Selected excerpt:
———
I never before saw my introversion as a gift to embrace. Instead of being unsettled when feeling socially burnt out, I now recognize that my unique disposition (which demands relatively less human interaction to stay healthy) as something God can use to consecrate more of me to Himself. For example, if we’re walking somewhere as a large group, and I feel neither the need nor the craving to be immersed in conversation, I allow myself to float to the back and fall into intimate prayer or song with my heavenly Father.
I’ve also discovered that my blood is considered a ‘must try’ by various species of mosquito worldwide. You might be thinking to yourself, “Yeah, I’ve been to tropical climates and I hate mosquitoes, too. I can relate,” but you would be wrong. No one can relate to me. I have observed with severe scrutiny as they harmlessly bizzer and tizzer around an equally attractive human being, and I stare with literal incredulity as they invariably leave that person’s presence and travel halfway across the room to take a stab at my ankle.
•Name two things you’ve learned about the human race since beginning the race.
Primarily, I’ve been blessed with seeing the world through a variety of lenses. We have different colors and customs, but when it all boils down, we’re really not so different. We all laugh and smile; we all have the same hungers, the same needs, the same yearning for love. We all desperately need God.
Also, there seems to be one universally accepted, worldwide language, and let me assure you, English is definitely not it. The language I refer to is ‘football,’ known to we unenlightened US Americans as ‘soccer.’ Regardless of culture, tribe, political stability, or economic standing, the human race loves watching eleven guys kick a ball at eleven other guys.
Let me share with you just one such example from the church I served in Kenya. The church isn’t perfect. It isn’t rehearsed. And it isn’t pretty. In fact, it’s very ugly. Most of the church members show up with crude bottles of glue shoved between their teeth so that they can inhale the fumes without using their hands. Many of the men are either aggressive or severely drugged, with sluggish red eyes and drooling lips. One woman passed out on the floor during worship, and her two-year old daughter spent the rest of the service climbing on her motionless body. There are serious illnesses and infections everywhere. The majority of the church body consists of street children without homes, families, or jobs.
———
Natural-language descriptions of regions:
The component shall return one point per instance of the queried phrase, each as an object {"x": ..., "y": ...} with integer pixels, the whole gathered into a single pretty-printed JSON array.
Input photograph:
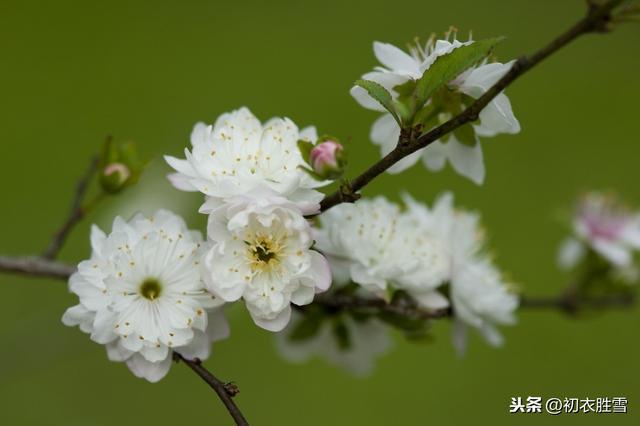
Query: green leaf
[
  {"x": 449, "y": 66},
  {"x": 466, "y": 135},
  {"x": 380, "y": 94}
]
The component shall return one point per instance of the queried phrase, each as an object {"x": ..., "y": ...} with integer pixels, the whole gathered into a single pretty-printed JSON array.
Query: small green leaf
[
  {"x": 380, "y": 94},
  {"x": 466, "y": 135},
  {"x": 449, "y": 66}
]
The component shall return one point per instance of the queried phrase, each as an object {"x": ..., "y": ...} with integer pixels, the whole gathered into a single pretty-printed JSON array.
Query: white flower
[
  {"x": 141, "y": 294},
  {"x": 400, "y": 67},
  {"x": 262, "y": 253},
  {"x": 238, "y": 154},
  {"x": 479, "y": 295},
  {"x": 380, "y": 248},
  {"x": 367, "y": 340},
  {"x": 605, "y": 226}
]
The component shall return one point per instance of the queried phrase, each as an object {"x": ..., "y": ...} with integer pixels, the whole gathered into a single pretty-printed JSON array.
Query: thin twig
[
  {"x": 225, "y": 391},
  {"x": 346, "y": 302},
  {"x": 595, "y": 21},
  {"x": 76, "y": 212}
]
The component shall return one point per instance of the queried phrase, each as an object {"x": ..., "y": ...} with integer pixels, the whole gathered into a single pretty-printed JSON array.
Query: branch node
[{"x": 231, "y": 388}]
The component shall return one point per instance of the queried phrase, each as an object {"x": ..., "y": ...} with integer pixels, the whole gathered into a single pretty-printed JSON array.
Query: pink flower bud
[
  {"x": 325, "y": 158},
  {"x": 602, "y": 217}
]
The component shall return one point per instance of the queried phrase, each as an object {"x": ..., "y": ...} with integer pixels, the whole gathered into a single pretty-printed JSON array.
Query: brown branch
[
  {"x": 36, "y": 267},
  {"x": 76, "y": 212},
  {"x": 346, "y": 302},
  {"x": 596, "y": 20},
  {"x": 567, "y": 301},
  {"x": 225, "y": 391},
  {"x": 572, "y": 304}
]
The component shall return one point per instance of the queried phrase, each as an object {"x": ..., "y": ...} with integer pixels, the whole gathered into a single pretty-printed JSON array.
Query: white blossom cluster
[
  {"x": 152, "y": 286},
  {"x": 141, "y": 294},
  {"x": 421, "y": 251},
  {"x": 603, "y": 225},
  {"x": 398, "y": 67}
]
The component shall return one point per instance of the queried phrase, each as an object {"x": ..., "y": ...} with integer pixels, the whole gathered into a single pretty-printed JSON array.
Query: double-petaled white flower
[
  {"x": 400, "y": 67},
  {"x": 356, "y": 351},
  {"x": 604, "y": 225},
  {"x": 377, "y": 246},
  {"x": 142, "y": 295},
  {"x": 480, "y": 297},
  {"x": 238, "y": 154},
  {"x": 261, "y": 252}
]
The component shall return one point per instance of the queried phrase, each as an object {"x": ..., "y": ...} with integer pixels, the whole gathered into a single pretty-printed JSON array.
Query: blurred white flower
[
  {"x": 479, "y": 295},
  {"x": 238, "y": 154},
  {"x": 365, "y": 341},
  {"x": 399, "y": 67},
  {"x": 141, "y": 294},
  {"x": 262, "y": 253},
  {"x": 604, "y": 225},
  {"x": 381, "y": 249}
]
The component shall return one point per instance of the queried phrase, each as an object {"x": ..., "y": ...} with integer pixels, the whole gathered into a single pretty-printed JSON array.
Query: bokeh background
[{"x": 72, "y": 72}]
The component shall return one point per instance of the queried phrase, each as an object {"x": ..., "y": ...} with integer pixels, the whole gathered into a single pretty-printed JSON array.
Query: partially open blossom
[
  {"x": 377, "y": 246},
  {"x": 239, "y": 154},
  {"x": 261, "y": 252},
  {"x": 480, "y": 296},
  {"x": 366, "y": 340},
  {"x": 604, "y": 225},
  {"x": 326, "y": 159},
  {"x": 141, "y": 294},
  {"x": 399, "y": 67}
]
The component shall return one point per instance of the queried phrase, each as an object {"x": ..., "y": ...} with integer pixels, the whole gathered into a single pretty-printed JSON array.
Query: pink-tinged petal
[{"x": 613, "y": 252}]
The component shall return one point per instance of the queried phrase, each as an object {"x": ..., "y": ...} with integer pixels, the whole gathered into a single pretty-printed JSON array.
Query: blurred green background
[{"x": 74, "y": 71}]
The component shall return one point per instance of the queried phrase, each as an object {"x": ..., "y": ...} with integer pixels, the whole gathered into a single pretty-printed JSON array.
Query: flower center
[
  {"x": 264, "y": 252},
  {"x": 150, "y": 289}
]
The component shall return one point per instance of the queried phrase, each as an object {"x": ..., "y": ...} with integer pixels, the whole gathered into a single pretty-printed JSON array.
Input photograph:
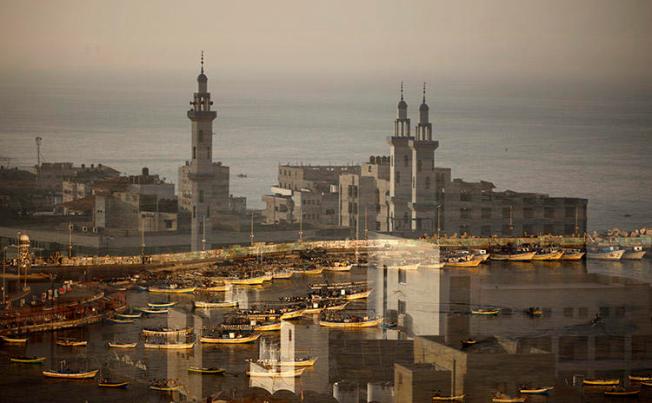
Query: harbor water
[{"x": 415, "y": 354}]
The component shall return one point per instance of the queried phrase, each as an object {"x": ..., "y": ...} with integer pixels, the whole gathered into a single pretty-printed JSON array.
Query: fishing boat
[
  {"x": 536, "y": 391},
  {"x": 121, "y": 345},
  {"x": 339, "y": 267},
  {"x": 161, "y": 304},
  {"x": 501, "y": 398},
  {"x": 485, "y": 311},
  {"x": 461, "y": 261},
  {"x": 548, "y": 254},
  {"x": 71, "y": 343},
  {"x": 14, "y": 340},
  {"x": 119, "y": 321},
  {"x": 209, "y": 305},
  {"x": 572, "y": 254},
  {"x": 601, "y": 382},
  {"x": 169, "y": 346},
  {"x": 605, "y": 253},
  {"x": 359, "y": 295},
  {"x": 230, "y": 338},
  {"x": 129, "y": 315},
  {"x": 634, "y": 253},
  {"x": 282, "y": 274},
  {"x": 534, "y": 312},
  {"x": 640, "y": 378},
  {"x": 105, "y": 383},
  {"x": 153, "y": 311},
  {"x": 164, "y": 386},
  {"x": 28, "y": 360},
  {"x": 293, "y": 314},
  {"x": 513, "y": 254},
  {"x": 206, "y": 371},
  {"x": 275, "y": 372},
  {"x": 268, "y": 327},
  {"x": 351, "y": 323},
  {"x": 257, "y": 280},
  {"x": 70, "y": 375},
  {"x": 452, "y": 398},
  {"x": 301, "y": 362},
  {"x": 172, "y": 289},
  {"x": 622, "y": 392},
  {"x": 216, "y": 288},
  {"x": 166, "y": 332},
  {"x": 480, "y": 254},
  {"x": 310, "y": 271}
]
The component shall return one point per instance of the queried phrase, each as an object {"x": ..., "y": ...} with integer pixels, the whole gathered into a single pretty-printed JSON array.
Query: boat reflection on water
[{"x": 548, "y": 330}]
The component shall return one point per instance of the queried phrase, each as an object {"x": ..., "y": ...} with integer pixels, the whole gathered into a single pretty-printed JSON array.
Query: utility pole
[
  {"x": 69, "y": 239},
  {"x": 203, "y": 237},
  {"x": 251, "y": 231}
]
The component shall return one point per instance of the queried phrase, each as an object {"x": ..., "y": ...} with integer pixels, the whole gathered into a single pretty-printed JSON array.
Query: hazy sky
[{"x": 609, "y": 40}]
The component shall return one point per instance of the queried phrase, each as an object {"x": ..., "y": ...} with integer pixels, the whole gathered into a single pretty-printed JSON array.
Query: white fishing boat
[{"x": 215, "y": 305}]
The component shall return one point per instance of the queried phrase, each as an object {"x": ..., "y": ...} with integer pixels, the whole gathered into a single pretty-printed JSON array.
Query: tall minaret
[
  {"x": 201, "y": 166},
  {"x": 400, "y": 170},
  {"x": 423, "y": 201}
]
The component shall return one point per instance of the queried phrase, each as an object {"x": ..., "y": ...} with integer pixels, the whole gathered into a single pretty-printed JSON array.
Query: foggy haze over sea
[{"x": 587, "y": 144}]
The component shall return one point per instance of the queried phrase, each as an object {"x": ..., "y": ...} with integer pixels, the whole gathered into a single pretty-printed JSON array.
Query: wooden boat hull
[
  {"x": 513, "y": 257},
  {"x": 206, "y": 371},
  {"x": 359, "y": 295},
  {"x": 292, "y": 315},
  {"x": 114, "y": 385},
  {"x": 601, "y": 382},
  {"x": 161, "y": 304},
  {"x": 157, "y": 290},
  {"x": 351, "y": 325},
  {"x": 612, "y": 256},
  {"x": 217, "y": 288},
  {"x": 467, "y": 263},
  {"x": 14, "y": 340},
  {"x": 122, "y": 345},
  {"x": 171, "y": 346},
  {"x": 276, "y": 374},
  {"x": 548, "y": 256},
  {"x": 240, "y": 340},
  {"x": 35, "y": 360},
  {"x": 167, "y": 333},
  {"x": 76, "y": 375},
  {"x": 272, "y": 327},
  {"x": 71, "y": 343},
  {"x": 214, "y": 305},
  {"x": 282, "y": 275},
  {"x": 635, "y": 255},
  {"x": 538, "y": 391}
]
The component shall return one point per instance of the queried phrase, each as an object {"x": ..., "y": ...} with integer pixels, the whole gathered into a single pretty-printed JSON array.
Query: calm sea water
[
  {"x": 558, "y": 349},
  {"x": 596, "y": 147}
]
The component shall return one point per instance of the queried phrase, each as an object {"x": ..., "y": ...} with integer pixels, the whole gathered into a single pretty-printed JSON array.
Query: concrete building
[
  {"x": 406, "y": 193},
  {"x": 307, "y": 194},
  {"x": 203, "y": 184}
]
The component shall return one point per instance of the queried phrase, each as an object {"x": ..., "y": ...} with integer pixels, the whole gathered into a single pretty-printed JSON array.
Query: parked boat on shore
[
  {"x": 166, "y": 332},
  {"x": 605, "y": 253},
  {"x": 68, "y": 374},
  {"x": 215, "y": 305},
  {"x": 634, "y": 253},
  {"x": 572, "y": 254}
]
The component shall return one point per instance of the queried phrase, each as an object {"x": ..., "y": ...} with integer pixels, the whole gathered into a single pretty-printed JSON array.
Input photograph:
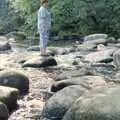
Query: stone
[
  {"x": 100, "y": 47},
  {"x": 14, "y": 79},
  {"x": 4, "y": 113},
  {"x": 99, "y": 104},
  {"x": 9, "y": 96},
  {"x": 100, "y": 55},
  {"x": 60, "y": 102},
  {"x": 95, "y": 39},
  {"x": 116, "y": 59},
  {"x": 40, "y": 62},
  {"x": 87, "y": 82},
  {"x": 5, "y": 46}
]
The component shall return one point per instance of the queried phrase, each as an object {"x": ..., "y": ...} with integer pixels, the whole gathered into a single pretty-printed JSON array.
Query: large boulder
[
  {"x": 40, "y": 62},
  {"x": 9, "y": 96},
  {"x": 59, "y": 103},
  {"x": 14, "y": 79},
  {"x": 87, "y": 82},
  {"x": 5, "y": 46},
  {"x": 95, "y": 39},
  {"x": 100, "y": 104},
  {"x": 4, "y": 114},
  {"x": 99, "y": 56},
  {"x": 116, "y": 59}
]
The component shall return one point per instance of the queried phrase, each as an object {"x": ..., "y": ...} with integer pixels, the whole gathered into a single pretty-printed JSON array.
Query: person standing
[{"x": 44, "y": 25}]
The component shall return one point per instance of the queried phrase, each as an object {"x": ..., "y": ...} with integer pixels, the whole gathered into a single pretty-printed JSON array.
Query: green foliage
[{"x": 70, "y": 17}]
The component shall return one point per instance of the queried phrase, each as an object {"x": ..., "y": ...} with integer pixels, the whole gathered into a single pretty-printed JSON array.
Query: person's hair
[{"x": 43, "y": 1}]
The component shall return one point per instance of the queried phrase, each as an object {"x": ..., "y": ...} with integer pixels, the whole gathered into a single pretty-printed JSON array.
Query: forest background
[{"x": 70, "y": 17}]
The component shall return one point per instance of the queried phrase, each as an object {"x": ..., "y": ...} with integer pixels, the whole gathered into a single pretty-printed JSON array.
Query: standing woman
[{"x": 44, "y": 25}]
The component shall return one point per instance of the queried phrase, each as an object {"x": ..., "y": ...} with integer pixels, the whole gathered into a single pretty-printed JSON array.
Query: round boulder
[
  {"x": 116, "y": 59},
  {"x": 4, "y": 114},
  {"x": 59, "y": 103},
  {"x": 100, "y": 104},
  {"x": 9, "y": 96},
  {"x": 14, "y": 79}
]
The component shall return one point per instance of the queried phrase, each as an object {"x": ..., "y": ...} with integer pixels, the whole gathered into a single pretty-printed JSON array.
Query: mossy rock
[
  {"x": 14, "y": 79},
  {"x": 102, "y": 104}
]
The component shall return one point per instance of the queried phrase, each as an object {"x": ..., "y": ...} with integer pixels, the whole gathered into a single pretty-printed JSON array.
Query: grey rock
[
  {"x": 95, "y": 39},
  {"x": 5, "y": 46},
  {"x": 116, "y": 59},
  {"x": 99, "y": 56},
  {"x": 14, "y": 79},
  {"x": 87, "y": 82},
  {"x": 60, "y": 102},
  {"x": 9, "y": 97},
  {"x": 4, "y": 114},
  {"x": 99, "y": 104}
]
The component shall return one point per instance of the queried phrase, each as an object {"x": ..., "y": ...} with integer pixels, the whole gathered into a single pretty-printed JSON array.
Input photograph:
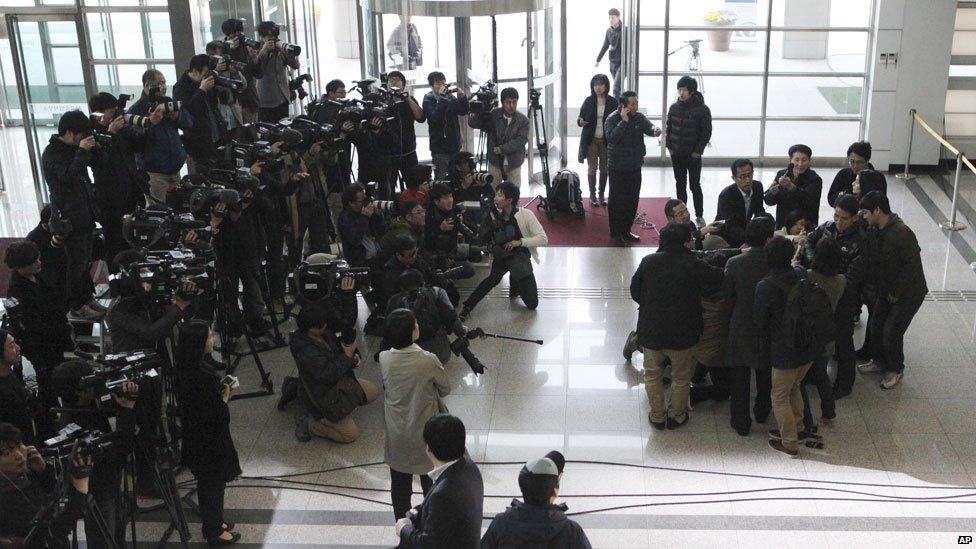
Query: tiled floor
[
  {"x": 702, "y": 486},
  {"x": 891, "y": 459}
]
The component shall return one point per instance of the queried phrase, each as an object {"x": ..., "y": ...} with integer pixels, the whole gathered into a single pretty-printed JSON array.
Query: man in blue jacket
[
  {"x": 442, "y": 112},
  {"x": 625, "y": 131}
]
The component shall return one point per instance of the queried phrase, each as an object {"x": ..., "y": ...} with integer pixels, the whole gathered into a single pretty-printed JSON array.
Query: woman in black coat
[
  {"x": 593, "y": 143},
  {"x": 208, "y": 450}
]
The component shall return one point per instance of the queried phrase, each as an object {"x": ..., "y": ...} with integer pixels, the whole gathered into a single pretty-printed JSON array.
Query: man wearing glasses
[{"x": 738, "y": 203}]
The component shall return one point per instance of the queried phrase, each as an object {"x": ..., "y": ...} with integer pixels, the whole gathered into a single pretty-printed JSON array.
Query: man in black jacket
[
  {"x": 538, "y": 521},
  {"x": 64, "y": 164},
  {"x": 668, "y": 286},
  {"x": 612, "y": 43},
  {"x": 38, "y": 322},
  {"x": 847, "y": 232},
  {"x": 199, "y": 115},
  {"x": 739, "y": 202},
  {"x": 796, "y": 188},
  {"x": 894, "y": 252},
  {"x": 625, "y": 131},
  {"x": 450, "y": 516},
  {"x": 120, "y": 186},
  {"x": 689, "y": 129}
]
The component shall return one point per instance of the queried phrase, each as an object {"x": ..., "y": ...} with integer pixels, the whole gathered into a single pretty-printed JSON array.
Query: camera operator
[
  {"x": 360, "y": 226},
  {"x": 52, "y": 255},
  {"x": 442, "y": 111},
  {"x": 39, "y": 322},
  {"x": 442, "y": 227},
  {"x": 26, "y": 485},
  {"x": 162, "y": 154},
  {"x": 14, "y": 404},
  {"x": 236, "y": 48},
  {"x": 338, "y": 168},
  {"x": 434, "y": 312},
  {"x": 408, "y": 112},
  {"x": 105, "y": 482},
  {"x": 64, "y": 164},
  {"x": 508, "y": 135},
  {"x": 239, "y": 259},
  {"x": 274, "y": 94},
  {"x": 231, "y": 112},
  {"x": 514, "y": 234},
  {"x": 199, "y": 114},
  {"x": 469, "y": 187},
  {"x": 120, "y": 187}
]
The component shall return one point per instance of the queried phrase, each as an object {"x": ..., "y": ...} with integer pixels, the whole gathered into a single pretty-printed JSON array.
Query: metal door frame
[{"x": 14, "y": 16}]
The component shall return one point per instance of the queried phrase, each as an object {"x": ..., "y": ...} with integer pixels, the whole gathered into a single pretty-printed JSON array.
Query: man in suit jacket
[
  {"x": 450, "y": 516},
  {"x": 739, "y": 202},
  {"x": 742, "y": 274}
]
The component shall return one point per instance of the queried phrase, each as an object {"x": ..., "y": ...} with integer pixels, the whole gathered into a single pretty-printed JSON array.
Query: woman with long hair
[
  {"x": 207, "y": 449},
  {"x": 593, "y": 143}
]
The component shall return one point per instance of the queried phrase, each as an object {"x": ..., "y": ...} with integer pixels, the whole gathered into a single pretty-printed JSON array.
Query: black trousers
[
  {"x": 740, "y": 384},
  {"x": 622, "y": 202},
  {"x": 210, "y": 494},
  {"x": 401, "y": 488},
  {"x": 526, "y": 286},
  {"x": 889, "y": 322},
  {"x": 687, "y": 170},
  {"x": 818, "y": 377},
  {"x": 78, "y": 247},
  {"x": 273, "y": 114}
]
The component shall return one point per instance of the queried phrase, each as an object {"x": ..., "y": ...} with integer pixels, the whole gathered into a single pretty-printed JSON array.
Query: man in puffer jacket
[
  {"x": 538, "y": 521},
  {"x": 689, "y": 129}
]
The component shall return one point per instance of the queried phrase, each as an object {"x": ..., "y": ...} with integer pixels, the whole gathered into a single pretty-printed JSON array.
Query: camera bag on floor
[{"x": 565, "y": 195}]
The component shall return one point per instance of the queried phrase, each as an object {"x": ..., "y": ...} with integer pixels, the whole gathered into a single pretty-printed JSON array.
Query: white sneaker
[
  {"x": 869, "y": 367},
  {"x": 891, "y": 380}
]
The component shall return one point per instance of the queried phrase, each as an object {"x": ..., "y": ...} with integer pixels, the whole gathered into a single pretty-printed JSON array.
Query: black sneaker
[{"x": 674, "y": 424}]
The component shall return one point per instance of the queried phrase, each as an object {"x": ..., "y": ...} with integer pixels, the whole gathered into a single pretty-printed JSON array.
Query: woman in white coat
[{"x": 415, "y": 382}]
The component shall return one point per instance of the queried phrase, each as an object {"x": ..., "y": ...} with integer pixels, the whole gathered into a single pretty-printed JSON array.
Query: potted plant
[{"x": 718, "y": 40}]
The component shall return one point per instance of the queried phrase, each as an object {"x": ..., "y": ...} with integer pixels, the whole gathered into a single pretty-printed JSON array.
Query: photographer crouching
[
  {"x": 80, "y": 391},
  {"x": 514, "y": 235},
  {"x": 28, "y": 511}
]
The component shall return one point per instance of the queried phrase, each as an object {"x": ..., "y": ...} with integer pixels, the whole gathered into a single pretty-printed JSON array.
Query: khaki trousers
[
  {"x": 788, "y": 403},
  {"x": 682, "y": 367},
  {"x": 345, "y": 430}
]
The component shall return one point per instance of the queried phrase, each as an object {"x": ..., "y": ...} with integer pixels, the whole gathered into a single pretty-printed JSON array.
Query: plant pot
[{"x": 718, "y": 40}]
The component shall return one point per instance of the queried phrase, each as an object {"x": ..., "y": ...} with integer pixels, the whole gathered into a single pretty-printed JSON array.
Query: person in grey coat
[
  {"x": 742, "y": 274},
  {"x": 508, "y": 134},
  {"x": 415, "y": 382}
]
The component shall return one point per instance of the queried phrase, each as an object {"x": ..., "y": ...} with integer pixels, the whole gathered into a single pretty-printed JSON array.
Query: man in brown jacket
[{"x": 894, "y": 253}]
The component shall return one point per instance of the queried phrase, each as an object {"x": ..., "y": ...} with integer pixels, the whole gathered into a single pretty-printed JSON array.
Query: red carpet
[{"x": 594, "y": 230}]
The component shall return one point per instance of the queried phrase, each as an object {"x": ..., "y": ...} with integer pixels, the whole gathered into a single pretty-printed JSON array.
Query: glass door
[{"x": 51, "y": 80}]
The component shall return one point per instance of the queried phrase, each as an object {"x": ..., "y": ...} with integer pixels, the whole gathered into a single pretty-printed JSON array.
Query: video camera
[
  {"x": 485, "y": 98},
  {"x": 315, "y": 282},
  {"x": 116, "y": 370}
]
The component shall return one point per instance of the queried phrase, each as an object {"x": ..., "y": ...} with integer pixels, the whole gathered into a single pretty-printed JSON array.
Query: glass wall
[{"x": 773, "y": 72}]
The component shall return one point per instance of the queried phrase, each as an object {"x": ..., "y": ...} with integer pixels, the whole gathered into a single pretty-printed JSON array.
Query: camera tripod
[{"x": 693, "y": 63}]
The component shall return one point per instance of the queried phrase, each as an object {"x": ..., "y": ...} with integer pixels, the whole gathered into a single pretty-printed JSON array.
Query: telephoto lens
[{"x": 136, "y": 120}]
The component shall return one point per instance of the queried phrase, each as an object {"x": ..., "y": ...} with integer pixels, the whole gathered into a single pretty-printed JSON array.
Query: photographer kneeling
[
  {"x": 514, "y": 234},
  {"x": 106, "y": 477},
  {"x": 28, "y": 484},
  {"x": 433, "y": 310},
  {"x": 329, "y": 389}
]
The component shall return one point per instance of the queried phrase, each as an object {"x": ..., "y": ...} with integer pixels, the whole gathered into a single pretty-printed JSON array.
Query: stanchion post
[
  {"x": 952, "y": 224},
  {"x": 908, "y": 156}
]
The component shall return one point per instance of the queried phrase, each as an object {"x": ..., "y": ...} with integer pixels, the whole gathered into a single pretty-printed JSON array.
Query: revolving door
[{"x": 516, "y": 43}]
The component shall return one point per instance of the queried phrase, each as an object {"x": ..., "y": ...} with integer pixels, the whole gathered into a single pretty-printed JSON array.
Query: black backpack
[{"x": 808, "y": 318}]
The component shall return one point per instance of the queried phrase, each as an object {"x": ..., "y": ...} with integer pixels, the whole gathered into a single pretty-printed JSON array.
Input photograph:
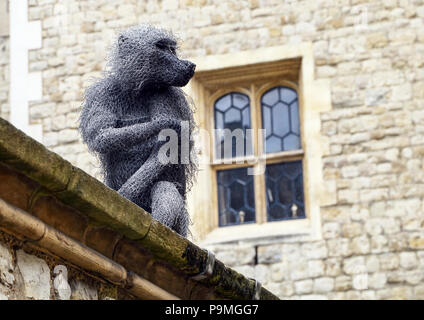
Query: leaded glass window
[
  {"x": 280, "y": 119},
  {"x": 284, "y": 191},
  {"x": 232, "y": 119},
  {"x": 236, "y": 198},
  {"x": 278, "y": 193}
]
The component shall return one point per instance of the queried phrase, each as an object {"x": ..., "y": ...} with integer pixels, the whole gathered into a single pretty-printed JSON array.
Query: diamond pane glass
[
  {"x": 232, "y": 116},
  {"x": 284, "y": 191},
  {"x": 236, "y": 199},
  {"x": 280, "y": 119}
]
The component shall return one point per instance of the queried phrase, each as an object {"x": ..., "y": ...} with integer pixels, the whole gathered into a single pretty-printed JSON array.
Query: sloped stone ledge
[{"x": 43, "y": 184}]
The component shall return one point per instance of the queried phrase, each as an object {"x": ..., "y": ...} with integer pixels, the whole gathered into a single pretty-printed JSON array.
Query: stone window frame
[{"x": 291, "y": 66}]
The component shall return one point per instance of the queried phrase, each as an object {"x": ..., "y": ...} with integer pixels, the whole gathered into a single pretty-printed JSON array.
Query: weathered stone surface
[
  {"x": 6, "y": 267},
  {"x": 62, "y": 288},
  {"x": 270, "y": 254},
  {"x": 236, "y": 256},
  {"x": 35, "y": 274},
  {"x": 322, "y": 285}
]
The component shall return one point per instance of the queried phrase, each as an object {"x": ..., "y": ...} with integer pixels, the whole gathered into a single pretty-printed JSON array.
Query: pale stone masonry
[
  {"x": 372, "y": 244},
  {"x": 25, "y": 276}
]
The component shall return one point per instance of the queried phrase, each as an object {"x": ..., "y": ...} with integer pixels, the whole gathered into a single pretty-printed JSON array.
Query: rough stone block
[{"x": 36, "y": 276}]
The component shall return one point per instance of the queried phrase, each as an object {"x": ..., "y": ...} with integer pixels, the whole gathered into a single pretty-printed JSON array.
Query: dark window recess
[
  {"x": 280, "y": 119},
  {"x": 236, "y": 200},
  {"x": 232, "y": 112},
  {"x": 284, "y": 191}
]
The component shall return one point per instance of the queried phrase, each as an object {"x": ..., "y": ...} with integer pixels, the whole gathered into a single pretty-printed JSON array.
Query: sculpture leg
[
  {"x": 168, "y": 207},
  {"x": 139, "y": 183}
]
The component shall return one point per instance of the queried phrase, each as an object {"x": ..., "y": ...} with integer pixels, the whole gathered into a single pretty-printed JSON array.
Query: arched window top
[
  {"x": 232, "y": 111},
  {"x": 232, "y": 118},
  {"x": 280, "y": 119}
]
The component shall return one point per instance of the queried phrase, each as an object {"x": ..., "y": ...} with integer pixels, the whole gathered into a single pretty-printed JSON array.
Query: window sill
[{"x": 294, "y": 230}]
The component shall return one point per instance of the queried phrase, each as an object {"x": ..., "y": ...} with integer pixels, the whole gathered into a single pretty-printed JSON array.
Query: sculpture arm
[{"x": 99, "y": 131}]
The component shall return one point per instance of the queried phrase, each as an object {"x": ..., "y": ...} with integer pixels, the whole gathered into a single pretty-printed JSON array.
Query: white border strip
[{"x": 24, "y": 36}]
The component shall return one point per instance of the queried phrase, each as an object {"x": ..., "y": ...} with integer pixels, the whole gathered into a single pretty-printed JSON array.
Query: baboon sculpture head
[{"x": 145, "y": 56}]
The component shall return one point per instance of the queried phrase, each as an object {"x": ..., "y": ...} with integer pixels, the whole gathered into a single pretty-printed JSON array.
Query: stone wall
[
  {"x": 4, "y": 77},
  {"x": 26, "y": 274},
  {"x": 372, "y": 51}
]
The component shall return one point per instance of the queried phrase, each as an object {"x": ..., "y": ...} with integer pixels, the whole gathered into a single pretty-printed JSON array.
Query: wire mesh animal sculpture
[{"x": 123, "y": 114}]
———
Activity: Edit the mission reflection from "Primarily, I’ve been" up to and including "eleven other guys.", putting "laugh and cry" in place of "laugh and smile". These lines were taken from a separate source.

Result for this exercise:
Primarily, I’ve been blessed with seeing the world through a variety of lenses. We have different colors and customs, but when it all boils down, we’re really not so different. We all laugh and cry; we all have the same hungers, the same needs, the same yearning for love. We all desperately need God.
Also, there seems to be one universally accepted, worldwide language, and let me assure you, English is definitely not it. The language I refer to is ‘football,’ known to we unenlightened US Americans as ‘soccer.’ Regardless of culture, tribe, political stability, or economic standing, the human race loves watching eleven guys kick a ball at eleven other guys.